* TO-DO LIST:
1. In the mower blade thread, how often does Darrell say he mows?
2. Continue the forum thread about rotary mower blades from the point where it stops.

## start TEXT SEGMENT

# Rotary mower blade questions



## Darrell (Mar 22, 2018)

I have a Craftsman rotary mower. I think my turf is zoysia. I mow ever four days. I usually bag the clippings but will occasionally mulch them.

I need a new blade. What kind of blade should I get? Medium lift? High lift? Mulching? I'd prefer to not have to change the blades out often.


----------



## Suburban Jungle Life (Mar 1, 2018)

If you find the lift isn't enough for your grass when mulching, discharge it and use a high lift blade. If your grass seems to stay upright and gets a good cut mulching, I'd go for a mulching blade. Mulching returns nutrients back to the lawn. Definitely a benefit there. Rotary mowers work better for lift when discharging or bagging. The air has to go somewhere...


----------



## Darrell (Mar 22, 2018)

My mower does not have a side discharge capability. I can only bag or mulch. I've predominantly bagged in the past for no informed reason. I guess I thought bagging was "cleaner;" that is, wouldn' track clippings into the house as much.


----------



## Ecks from Tex (Apr 26, 2018)

Mulching is free fertilization. If you mulch all year, you basically add the equivalent of another fert. application to your lawn.


----------



## Darrell (Mar 22, 2018)

I mowed yesterday and bagged the clippings. Today I lowered the deck one notch, mowed again and mulched. Below are pics of the clippings visible on top of the turf after mowing. I also took a pic of the blade. I don't think it's a mulching blade.

When mulching, is it expected to have the clippings be visible after mowing? When they dry it dulls the appearance of the turf.


----------



## Suburban Jungle Life (Mar 1, 2018)

Hmm. never seen a blade with holes. Interesting. There really isn't any kind of discharge on your mower?


----------



## Spammage (Apr 30, 2017)

Suburban Jungle Life said:


> Hmm. never seen a blade with holes. Interesting. There really isn't any kind of discharge on your mower?


Comes from the Arnold dethatcher blade for rotary mowers.


----------



## Darrell (Mar 22, 2018)

Spammage said:


> Suburban Jungle Life said:
> 
> 
> > Hmm. never seen a blade with holes. Interesting. There really isn't any kind of discharge on your mower?

## end TEXT SEGMENT
## start ENTRIES SUPPLIED

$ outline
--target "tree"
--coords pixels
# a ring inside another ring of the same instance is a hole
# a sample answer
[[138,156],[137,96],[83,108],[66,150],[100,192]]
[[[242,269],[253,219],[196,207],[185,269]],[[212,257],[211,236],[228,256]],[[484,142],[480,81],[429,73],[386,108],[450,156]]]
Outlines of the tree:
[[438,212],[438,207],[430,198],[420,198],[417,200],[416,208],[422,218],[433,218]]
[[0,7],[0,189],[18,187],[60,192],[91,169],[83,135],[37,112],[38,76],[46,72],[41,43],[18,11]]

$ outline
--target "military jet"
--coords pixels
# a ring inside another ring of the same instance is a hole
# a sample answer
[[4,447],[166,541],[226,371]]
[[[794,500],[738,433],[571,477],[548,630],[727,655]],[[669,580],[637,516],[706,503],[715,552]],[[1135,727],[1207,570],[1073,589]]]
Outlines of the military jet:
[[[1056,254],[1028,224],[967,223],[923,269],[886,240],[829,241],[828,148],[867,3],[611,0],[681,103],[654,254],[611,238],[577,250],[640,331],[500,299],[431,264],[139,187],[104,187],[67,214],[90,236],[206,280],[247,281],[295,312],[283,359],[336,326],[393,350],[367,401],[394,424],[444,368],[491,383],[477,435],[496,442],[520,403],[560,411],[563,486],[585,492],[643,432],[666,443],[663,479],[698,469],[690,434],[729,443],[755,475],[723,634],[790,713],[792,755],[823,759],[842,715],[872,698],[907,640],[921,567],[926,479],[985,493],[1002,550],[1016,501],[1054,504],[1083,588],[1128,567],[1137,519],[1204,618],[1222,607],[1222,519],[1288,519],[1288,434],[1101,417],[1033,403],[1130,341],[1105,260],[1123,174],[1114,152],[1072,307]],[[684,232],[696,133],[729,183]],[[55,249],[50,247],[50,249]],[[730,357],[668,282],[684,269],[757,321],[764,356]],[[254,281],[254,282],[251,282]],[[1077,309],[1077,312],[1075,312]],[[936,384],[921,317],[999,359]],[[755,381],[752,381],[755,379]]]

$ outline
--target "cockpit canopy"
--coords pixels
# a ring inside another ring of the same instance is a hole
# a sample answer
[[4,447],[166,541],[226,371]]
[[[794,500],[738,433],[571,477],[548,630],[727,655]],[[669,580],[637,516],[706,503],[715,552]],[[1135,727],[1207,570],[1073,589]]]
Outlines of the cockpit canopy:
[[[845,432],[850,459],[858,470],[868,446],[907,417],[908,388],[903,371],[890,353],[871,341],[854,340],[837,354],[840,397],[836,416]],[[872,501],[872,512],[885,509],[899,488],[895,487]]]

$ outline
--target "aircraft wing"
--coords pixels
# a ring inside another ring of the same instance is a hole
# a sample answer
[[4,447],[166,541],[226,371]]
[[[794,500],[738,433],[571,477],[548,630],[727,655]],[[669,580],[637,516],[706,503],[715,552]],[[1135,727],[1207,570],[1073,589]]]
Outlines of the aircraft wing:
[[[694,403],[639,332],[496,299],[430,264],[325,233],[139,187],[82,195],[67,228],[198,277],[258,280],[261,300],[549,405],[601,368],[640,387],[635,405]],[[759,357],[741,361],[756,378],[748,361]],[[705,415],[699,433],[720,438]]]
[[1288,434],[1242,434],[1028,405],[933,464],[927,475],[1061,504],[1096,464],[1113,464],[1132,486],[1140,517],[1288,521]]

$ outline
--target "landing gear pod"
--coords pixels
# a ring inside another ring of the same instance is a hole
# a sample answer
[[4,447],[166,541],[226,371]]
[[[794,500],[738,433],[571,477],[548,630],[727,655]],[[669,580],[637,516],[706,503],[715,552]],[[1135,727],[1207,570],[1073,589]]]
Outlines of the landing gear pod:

## end ENTRIES SUPPLIED

* OUTPUTS BY TASK:
1. Every four days.

2.
> ...


Correct. Dethatcher blade minus the "fingers."


----------



## Darrell (Mar 22, 2018)

Suburban Jungle Life said:


> Hmm. never seen a blade with holes. Interesting. There really isn't any kind of discharge on your mower?


The only discharge is a rear discharge into the bag. When not bagging, the rear door is closed for mulching.


----------



## Ecks from Tex (Apr 26, 2018)

You should not have clippings like that on the ground for sure.


----------



## TigerinFL (Mar 29, 2018)

when the grass is a little higher than I want or maybe I've had to skip a day or so because of rain, I can get those same types of trails with my Honda.

easiest way to get rid of them is taking the blower and walking right up to them and dispersing them. not the answer you were looking for but it does work.


----------



## Darrell (Mar 22, 2018)

TigerinFL said:


> when the grass is a little higher than I want or maybe I've had to skip a day or so because of rain, I can get those same types of trails with my Honda.
> 
> easiest way to get rid of them is taking the blower and walking right up to them and dispersing them. not the answer you were looking for but it does work.


That does work. I do that.

Would getting a legit mulching blade help? I got these surface clippings cutting one day after the previous mowing.


----------



## Sam23 (May 2, 2018)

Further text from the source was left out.